▶ _Directions for this task_: Could you write out all of these lines again, replacing "instance" with "occurrence" everywhere and leaving everything else unchanged?

▶ _Data for the task_:
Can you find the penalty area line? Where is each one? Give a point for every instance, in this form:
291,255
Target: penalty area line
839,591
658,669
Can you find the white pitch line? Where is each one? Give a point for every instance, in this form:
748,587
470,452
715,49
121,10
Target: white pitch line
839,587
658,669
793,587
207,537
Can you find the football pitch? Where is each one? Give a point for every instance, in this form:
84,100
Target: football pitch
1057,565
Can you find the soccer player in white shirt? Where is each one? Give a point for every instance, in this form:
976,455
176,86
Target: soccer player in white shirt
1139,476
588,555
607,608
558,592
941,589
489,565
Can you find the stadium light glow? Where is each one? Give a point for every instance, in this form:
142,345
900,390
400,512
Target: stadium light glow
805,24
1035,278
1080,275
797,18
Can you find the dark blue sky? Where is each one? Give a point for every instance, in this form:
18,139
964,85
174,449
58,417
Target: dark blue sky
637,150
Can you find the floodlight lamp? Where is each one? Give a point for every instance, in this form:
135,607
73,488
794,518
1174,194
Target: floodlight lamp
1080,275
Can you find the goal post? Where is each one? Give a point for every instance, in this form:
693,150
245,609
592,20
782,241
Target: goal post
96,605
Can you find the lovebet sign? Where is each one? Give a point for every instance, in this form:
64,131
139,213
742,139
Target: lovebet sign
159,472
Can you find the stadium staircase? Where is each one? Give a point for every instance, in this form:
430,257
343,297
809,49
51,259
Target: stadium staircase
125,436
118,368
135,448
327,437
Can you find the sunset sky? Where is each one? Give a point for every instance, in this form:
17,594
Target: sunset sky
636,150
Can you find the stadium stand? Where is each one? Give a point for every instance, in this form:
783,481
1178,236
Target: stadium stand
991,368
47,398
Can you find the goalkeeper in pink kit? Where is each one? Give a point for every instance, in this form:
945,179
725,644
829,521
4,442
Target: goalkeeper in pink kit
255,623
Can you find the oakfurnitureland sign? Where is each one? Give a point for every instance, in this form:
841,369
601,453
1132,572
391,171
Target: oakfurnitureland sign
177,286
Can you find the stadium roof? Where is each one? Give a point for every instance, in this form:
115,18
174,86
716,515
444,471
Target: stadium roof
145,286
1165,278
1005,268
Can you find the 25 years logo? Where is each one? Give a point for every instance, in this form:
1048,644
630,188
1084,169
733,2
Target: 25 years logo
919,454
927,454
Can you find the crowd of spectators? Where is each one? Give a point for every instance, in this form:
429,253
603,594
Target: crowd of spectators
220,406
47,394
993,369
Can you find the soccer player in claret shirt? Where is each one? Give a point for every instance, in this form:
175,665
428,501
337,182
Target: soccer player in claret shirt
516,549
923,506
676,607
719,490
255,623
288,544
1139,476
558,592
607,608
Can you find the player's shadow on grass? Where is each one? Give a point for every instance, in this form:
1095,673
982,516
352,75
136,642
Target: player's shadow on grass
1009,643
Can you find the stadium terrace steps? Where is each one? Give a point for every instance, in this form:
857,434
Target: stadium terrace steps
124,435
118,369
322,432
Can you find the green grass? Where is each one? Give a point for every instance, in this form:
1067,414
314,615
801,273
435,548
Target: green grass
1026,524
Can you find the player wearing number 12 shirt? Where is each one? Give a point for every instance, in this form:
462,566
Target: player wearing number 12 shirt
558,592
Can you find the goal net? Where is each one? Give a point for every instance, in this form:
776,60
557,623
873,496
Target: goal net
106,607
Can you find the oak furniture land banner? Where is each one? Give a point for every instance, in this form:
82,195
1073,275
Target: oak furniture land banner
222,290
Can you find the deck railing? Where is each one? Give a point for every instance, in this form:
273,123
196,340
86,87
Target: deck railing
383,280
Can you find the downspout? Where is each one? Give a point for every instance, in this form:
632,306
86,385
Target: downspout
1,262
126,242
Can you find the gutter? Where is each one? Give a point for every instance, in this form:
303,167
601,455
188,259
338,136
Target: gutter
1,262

▶ _Answer to the exercise_:
Can you find the penalty area line? Where is each one? Give a point for every occurrence, in this form:
291,255
Target: penalty area line
839,591
658,669
Can you find the white pitch line? Where is each one? Give a point for every occurrence, in this form:
748,587
470,452
715,49
121,10
Target: white pitch line
839,587
658,669
793,587
207,537
Can you find the football pitch? Where is each one? Give a point for every occurrence, in this form:
84,100
Target: football pitch
1057,565
Can you find the soccer player in white shirt? Where is each one? Give a point for every occurrence, in this form:
976,455
176,86
Target: soccer player in white shirt
1139,476
588,555
607,608
558,592
941,589
489,565
Can you find the stadium light glow? Where is each one? Give a point for every occurrence, in this form:
142,345
900,390
400,512
Target: stadium light glow
805,24
1035,278
1080,275
797,18
Can you find the dark blue sky? Where is each one? Give a point for every occurrence, in this form:
18,139
964,85
174,449
58,417
Target: dark blue sky
637,150
Can you find the floodlight lamp? Where is each one? Give a point for every occurrence, in this form:
135,607
73,488
794,518
1174,194
Target: floodlight lamp
1080,275
Can you find the goal post? Where is each one? Give a point for every occurrence, in this form:
693,150
245,609
592,20
782,241
Target: goal post
96,605
Can you find the lovebet sign? Where is each one? Give a point for every occurrence, in this form:
64,131
139,213
742,139
Target: lovebet sign
159,472
Can you find the stadium staircase? Where is each one? Give a point for every occurrence, in this form:
430,257
343,297
809,49
51,259
Target: stadium staircase
125,436
118,368
135,448
327,437
Can you find the sunset sky? Where is each one? Give a point for every occurrence, in this form:
17,594
Target: sunset sky
636,150
Can you find the stadium stand? Where is each one? Give a point for every occurrence, in this form:
783,481
1178,236
Target: stadium stand
991,368
47,398
Can you find the goalkeeper in pink kit? Where is each one? Give a point for every occurrence, in this form:
945,179
725,644
829,521
4,442
Target: goalkeeper in pink kit
255,623
Can you find the oakfurnitureland sign? Where is each one? Give a point for every occurrence, in this form:
841,369
601,453
1132,572
391,171
Target: oakfurnitureland sign
177,286
Can you find the stadium roof? Where is each one? Give a point for every occurrence, in this form:
115,18
174,86
716,515
444,471
Target: stadium roof
145,286
1165,278
1005,268
Can you find the 25 years logo? Where is each one? Give a point for every occurrence, in this form:
1048,644
630,188
1084,169
733,2
Target: 25 years logo
919,454
927,454
Can you find the crowd of spectators? Where is each one? Give a point for every occurrence, in this form:
429,253
603,594
Target: crowd of spectators
220,406
47,394
993,369
Can you find the soccer player in claret shirt? Where is each one? Give a point for every occurrence, in this form:
175,665
428,501
337,182
Target: soccer player in claret shirt
516,549
923,506
676,607
719,490
255,623
288,544
1139,476
558,592
607,608
Can you find the player's shadow on grass? Where is each one? Give a point for every occurrence, in this form:
1095,673
982,516
352,75
136,642
Target: player's shadow on grass
1009,643
Can you find the stadium terrace steps? Where is each one? Give a point for every occurrence, in this form:
857,434
Target: stadium terrace steps
124,435
118,369
322,432
Can you find the green grass? Where is each one? Give a point for every occurrence, in this form:
1067,414
314,615
801,273
435,548
Target: green grass
1026,524
Can you find the player wearing number 12 shirt? Where is each one? Give a point for every occurrence, in this form:
462,566
Target: player wearing number 12 shirt
558,592
Can you find the goal net? Where is each one? Give a point for every occurrence, in this form:
776,60
557,623
873,496
Target: goal net
106,607
Can you find the oak furniture land banner? Where is each one? Give a point for every occurrence, in this form:
82,195
1073,275
Target: oak furniture land banner
222,290
Can you find the deck railing? Where is each one? Give a point for every occurrence, in this form:
273,123
196,340
86,87
Target: deck railing
383,280
Can you find the downspout? Where is each one? Give a point for every occurrence, in this form:
632,306
86,385
Target: downspout
1,262
126,242
Can you find the gutter? Where is each one? Give a point for every occurrence, in this form:
303,167
601,455
188,259
338,136
Target: gutter
1,262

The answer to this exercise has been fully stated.